Editor’s Note: We continue our series of posts highlighting some of the people who make up the Feed the Children team. Here is an interview with Scott Killough, Feed the Children’s Senior Vice President of International Operations. Other blogs in this series can be found here and here.

Tell us about your role at Feed the Children.

I’ve been at Feed the Children just over two years, and am currently the senior vice president for international operations. I coordinate and oversee all our international program activities around the world, as well as our program staff in the three regional offices and all ten of our country programs.

What’s your background?

My background is in international development. I’ve been living and working overseas for non-profit organizations for most of the last 30 years. My particular area of expertise is in international agriculture and rural development, and I spent many years living and working in the Philippines and Central America.

Last time we heard from you on the blog was after Typhoon Haiyan in November 2013. You visited the Philippines this past fall. Can you give us an update on the recovery and rebuilding that’s happening there? And what role is Feed the Children playing?

Unfortunately, typhoons are an annual occurrence in the Philippines, although Haiyan was a particularly bad one. I visited in November and had a chance to visit some of the communities and talk with families that had been affected.

Our response is twofold. Typically, our team will mobilize for an immediate relief response to communities that were affected, whether we are working in those parts of the country or not. Our staff and volunteers and partners were out quickly, providing food and supporting communities that were in the path of the storm.

The second phase of our response is to sit down with communities and identify ways we can support rebuilding and recovery efforts. And that’s where we invest more time and effort. As an example, we’ve been working with one community in Cebu province to help them rebuild their school.

We also helped develop a psycho-social counseling session for children and parents whose lives had been devastated. We worked with staff and volunteers from San Carlos University in Cebu to walk people through a process to better deal with their grief. In many cases their homes had been destroyed; they’d lost all their belongings.
=======
## Given task
According to the interview, staff and volunteers from which university helped run the counseling sessions in Cebu? Rely only on the interview above.
=======
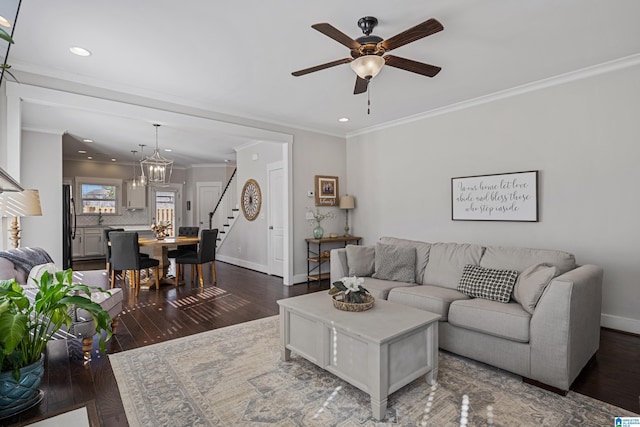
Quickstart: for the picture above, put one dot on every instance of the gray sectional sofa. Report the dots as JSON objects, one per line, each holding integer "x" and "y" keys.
{"x": 547, "y": 330}
{"x": 18, "y": 264}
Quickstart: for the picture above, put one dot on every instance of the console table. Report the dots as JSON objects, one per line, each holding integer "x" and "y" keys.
{"x": 315, "y": 258}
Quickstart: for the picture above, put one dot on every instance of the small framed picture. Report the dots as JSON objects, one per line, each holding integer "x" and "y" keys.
{"x": 326, "y": 190}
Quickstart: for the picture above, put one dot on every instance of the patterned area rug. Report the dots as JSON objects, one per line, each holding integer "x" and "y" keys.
{"x": 234, "y": 377}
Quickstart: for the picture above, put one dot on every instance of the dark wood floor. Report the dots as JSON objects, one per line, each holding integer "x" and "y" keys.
{"x": 243, "y": 295}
=======
## Finished answer
San Carlos University